* Entries supplied
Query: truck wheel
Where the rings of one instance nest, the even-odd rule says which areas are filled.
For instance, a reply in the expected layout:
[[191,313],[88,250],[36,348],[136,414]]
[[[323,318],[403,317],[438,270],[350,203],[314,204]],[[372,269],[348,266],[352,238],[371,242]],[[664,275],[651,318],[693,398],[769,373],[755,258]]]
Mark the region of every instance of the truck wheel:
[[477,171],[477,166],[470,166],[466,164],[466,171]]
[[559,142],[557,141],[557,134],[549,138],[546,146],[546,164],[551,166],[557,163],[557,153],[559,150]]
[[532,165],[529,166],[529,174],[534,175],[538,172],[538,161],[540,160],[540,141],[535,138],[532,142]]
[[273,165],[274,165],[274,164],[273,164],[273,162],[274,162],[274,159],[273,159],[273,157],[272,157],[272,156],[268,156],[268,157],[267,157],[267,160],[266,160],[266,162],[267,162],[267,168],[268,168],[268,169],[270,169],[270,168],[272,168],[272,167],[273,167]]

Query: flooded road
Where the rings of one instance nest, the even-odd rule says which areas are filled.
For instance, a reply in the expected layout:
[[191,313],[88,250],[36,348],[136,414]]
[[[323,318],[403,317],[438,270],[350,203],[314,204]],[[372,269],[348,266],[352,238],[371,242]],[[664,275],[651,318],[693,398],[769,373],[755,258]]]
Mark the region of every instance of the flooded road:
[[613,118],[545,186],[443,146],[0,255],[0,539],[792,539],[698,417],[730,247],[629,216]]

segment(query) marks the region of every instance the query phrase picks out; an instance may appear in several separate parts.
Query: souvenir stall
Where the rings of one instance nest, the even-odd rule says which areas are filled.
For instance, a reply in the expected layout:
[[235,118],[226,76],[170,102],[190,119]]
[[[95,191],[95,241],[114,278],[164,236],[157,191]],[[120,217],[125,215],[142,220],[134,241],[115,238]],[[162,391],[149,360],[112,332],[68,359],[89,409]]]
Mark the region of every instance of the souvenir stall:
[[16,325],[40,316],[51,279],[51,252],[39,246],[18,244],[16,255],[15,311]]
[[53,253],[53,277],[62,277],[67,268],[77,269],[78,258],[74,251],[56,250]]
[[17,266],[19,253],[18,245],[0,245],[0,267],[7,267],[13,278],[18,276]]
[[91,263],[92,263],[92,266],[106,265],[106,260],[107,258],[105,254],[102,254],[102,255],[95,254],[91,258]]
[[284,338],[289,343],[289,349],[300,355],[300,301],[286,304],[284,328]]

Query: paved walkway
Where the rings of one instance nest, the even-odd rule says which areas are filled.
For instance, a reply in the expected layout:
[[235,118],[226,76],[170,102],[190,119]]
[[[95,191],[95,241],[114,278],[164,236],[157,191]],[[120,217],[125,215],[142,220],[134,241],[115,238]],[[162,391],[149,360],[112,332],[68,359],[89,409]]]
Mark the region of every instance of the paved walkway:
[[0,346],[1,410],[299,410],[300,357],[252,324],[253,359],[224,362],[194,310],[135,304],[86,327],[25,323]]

* How to complete this task
What is needed is an exact copy of every record above.

* Your response
Query: truck wheel
Where the rings of one instance nest, the even-odd rule says which areas are filled.
For instance, a reply in the expected layout:
[[191,313],[88,250],[36,348],[136,414]]
[[[323,318],[403,317],[438,270],[350,203],[314,204]],[[372,269],[348,266],[352,238],[371,242]],[[664,275],[651,318],[693,398],[769,373],[755,258]]]
Mark the region of every instance of the truck wheel:
[[477,171],[477,166],[470,166],[466,164],[466,171]]
[[559,142],[557,141],[557,134],[549,138],[546,146],[546,164],[551,166],[557,163],[557,153],[559,150]]
[[532,165],[529,166],[529,174],[534,175],[538,172],[538,161],[540,160],[540,141],[535,138],[532,142]]
[[273,165],[274,165],[274,164],[273,164],[273,162],[274,162],[274,159],[273,159],[273,157],[272,157],[272,156],[268,156],[268,157],[267,157],[267,160],[266,160],[266,162],[267,162],[267,168],[268,168],[268,169],[270,169],[270,168],[272,168],[272,167],[273,167]]

Query: flooded road
Where the rings of one instance nest, the even-odd rule says which areas are filled.
For instance, a reply in the expected layout:
[[191,313],[88,250],[36,348],[136,414]]
[[[323,318],[403,317],[438,270],[350,203],[314,204]],[[372,269],[348,266],[352,238],[371,242]],[[664,275],[651,318],[693,398],[769,373],[755,258]]]
Mark the region of every instance of the flooded road:
[[613,118],[545,186],[443,146],[0,255],[0,539],[792,539],[698,417],[730,247],[629,216]]

segment(query) marks the region of every instance the query phrase picks out; an instance may appear in several separate parts.
Query: souvenir stall
Where the rings of one instance nest, the even-odd rule says which areas are filled.
For instance, a reply in the expected layout:
[[235,118],[226,76],[170,102],[190,119]]
[[[95,191],[95,241],[114,278],[164,236],[157,191]],[[120,217],[125,215],[142,220],[134,241],[115,238]],[[162,391],[149,360],[112,332],[68,359],[89,409]]]
Mark the region of every instance of the souvenir stall:
[[16,325],[40,316],[51,279],[51,252],[39,246],[18,244],[16,255],[15,311]]
[[53,253],[53,277],[62,277],[67,268],[77,269],[78,258],[74,251],[56,250]]
[[17,266],[19,253],[18,245],[0,245],[0,267],[7,267],[13,278],[18,276]]
[[91,263],[92,263],[92,266],[106,265],[106,260],[107,258],[105,254],[102,254],[102,255],[95,254],[91,258]]
[[284,338],[289,343],[289,349],[300,355],[300,301],[286,304],[284,328]]

Query: paved walkway
Where the rings of one instance nest, the even-odd rule says which areas are filled.
For instance, a reply in the expected layout:
[[235,118],[226,76],[170,102],[190,119]]
[[[95,191],[95,241],[114,278],[164,236],[157,191]],[[120,217],[125,215],[142,220],[134,241],[115,238]],[[162,391],[149,360],[112,332],[68,359],[89,409]]]
Mark the region of every instance of the paved walkway:
[[0,346],[1,410],[299,410],[300,357],[252,324],[253,359],[224,362],[194,310],[135,304],[86,327],[25,323]]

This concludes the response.